──────── Entries shown ────────
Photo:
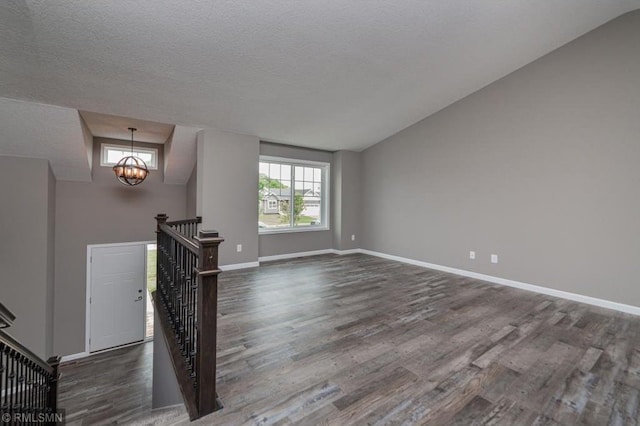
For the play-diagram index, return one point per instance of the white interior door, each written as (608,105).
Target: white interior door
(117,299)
────────
──────── Entries shown ────────
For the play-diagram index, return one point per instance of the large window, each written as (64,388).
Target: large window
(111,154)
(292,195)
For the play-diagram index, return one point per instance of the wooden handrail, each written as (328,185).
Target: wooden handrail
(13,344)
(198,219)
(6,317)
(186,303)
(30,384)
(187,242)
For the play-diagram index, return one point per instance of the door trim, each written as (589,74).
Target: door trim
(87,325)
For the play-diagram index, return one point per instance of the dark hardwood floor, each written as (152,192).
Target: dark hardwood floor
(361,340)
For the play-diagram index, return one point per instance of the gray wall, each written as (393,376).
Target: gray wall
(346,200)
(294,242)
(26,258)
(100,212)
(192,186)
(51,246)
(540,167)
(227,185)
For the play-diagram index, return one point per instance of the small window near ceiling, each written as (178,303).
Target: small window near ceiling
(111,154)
────────
## Required work
Count how many lines in the rows above contain the word "white", matching case exactly. Reply with the number only.

## Answer to the task
2